TEXT SHOWN
◆ ◆ ◆ ◆ ◆

With the success of my effort to write the orbits of the Schwarzschild metric in "Cartesian" coordinates, (see https://www.physicsforums.com/showthread.php?t=126996 ) it is now time to compute the orbits for Painleve coordinates. When I'm done, I will have an applet that allows the computation of orbits for not just massive and massless particles in the Newton, Einstein/Schwarzschild, and Einstein/Painleve theories, but also tachyons.

The Java applet now has the Newton and Schwarzschild differential equations:
http://www.gaugegravity.com/testapplet/SweetGravity.html

To write the Painleve orbits as a simple differential equation, I again begin with the Painleve metric in Cartesian coordinates. It turns out that there is a paper on the web that tells how to get the Kerr metric (i.e. rotating black hole) into Painleve form in a particularly elegant way, and this paper conveniently includes the Kerr metric in Painleve form in Cartesian coordinate form:

A New Form of the Kerr Solutions
Chirs Doran, Cambridge Geometry Group
A new form of the Kerr solution is presented. The solution involves a time coordinate which represents the local proper time for free-falling observers on a set of simple trajectories. Many physical phenomena are particularly clear when related to this time coordinate. The chosen coordinates also ensure that the solution is well behaved at the horizon. The solution is well suited to the tetrad formalism and a convenient null tetrad is presented. The Dirac Hamiltonian in a Kerr background is also given and, for one choice of tetrad, it takes on a simple, Hermitian form.

◆ ◆ ◆ ◆ ◆

INFORMATION SUPPLIED
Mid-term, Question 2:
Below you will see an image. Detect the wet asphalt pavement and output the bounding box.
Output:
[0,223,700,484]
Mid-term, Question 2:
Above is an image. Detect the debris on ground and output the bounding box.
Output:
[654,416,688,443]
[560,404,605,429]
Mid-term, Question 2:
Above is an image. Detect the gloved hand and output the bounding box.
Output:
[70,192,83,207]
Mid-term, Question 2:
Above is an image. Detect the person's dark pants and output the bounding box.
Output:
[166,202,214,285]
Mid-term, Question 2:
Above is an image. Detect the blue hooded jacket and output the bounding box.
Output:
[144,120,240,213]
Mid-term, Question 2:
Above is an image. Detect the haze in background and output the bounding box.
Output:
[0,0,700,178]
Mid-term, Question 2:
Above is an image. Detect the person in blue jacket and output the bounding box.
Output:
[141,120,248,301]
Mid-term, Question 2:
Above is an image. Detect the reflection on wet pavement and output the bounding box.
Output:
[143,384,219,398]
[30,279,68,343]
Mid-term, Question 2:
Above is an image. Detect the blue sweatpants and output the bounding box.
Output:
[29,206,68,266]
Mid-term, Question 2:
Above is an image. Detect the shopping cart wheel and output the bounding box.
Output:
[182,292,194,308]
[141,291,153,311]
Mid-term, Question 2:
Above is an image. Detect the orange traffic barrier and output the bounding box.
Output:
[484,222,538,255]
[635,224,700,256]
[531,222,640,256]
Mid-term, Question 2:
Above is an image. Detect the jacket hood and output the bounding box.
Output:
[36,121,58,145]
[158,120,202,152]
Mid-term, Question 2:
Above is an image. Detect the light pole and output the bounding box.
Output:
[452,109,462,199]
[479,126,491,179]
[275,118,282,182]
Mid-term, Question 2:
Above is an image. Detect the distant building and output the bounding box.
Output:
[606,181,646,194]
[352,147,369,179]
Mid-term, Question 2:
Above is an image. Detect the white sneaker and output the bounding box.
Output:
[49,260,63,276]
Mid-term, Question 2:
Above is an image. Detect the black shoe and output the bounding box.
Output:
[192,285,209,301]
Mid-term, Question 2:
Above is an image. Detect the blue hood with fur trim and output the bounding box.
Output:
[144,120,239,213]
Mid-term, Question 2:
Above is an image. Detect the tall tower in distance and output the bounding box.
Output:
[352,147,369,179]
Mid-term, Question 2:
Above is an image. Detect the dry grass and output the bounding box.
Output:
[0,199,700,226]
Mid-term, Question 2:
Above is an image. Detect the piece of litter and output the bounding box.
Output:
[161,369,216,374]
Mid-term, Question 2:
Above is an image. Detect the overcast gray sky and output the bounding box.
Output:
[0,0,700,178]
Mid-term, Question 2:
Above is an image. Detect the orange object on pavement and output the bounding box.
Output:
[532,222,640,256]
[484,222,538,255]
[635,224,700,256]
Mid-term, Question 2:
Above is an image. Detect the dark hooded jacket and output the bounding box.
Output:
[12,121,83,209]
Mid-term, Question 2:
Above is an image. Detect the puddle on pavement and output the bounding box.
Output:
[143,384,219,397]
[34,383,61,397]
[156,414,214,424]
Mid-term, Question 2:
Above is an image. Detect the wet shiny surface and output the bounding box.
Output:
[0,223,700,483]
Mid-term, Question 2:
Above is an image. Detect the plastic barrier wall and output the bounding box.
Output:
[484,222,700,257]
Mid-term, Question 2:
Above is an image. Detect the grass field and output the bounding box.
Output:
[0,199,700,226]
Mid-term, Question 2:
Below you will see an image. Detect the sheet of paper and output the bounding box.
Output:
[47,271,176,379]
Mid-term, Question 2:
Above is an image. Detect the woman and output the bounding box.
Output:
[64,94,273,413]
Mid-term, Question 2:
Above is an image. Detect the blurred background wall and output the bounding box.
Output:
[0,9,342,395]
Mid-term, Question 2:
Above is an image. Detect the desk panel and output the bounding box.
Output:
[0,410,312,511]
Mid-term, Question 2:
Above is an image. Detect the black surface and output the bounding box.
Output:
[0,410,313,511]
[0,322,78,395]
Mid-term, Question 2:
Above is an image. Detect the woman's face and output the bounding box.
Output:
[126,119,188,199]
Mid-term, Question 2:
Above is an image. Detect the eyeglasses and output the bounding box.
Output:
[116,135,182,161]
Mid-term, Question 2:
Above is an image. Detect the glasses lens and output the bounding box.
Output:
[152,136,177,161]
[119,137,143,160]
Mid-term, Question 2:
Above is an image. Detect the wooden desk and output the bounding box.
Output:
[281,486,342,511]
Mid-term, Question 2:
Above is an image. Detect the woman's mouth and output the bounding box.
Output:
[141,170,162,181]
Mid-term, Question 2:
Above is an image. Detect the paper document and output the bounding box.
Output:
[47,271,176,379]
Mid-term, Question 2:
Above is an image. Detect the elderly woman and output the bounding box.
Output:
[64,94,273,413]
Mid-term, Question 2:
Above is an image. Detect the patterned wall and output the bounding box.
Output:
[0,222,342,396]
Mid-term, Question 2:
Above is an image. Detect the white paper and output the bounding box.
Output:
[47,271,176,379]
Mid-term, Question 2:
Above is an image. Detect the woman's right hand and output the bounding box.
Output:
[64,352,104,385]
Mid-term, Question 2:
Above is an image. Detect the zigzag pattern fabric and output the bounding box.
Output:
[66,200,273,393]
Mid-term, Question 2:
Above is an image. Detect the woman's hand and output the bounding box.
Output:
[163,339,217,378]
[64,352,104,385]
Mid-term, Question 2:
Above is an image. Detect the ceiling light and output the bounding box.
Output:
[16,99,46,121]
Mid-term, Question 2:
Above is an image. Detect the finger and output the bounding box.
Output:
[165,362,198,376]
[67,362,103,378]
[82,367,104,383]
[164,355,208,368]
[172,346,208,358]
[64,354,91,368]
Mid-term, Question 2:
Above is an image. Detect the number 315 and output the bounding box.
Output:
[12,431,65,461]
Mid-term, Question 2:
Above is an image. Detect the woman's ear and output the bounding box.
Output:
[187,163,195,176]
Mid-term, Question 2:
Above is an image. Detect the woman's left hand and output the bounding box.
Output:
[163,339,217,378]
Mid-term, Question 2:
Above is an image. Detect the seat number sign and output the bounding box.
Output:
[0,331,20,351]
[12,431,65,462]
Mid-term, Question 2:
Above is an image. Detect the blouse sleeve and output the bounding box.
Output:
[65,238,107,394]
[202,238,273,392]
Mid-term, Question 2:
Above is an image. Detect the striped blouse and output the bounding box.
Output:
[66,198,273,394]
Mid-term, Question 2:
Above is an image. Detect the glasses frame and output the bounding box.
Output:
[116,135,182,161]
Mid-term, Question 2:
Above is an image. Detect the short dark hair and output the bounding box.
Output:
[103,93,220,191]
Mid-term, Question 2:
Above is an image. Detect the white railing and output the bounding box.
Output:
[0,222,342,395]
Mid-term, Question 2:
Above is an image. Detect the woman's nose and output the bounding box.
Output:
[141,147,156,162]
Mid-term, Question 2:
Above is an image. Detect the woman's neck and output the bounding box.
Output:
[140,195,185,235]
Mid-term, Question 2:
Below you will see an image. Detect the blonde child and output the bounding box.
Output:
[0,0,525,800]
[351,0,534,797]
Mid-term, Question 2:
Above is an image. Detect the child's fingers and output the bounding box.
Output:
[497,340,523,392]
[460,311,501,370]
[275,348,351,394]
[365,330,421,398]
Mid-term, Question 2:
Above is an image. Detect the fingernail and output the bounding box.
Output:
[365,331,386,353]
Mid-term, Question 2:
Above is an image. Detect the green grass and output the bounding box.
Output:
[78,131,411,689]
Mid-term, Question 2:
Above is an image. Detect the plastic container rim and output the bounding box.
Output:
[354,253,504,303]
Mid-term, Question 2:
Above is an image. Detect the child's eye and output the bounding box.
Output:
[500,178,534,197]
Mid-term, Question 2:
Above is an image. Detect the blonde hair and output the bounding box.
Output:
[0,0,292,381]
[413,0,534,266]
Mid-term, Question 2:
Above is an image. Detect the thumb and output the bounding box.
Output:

◆ ◆ ◆ ◆ ◆

TASK SET
A - In the forum post on Painleve orbits, what does the time coordinate in the new form of the Kerr solution represent?
B - Extend the forum post on Painleve orbits, picking up right after its last sentence.
The listing is not needed for any task.

THE RESULTS
A - It represents the local proper time for free-falling observers on a set of simple trajectories.

B -
http://www.arxiv.org/abs/gr-qc/9910099

Equation (7) of the above paper is the Kerr metric in Painleve form. After removing the rotating part by setting a=0, and normalizing the mass by setting M=1, and eliminating the z coordinate is:

$$ds^2 = \left(1 -\frac{2}{r}\right)dt^2 -\frac{\sqrt{8}}{r^{1.5}}(xdx+ydy)dt -dx^2 -dy^2.$$

This is a particularly simple equation (!!!) and will give very simple equations of motion. Following the method of extremizing the integral of proper time over coordinate time, I need to compute "I" and its various partial derivatives. To make the calculations easier, it helps to factor them so that I can count powers of the radius in the denominator. Because the Painleve metric uses a sqrt(r), it makes sense to count powers in sqrt(r) instead of r, and so I write the equation in $$w=\sqrt{r} = (x^2+y^2)^{0.25}$$ rather than r. The result for I and its needed partial derivatives are simply:

$$\begin{array}{rcl} I &=& (w(w^2-2) - \sqrt{8}(x\dot{x}+y\dot{y})-w^3(\dot{x}^2+\dot{y}^2))/w^3\\ \left(\frac{\partial I}{\partial x}\right) &=& (2xw +\sqrt{18}x(x\dot{x}+y\dot{y})-\sqrt{8}\dot{x}w^4)/w^7\\ \left(\frac{\partial I}{\partial y}\right) &=& (2yw +\sqrt{18}y(x\dot{x}+y\dot{y})-\sqrt{8}\dot{y}w^4)/w^7\\ \left(\frac{\partial I}{\partial \dot{x}}\right) &=& (\sqrt{8}x-2w^3\dot{x})/w^3\\ \left(\frac{\partial I}{\partial \dot{y}}\right) &=& (\sqrt{8}y-2w^3\dot{y})/w^3\\ \left(\frac{\partial^2 I}{\partial \dot{x}^2}\right) &=& -2w^3/w^3\\ \left(\frac{\partial^2 I}{\partial \dot{y}^2}\right) &=& -2w^3/w^3\\ \left(\frac{\partial^2 I}{\partial \dot{x}\dot{y}}\right) &=& 0\\ \left(\frac{\partial^2 I}{\partial x\dot{x}}\right) &=& (x^2-\sqrt{8}y^2)/w^7\\ \left(\frac{\partial^2 I}{\partial y\dot{y}}\right) &=& (y^2-\sqrt{8}x^2)/w^7\\ \left(\frac{\partial^2 I}{\partial x\dot{y}}\right) &=& 0\\ \left(\frac{\partial^2 I}{\partial y\dot{x}}\right) &=& 0 \end{array}$$

In the above, I've left some factors of w in place so that I can count powers easier later on. No less than three of the derivatives are zero, and two more are constants. This is far simpler than the Schwarzschild partial derivatives of post #37:
https://www.physicsforums.com/showpost.php?p=1072836&postcount=37

I think this is going to be simpler than I expected. After I'm done, I may go back and redo the calculation with the full on Kerr metric.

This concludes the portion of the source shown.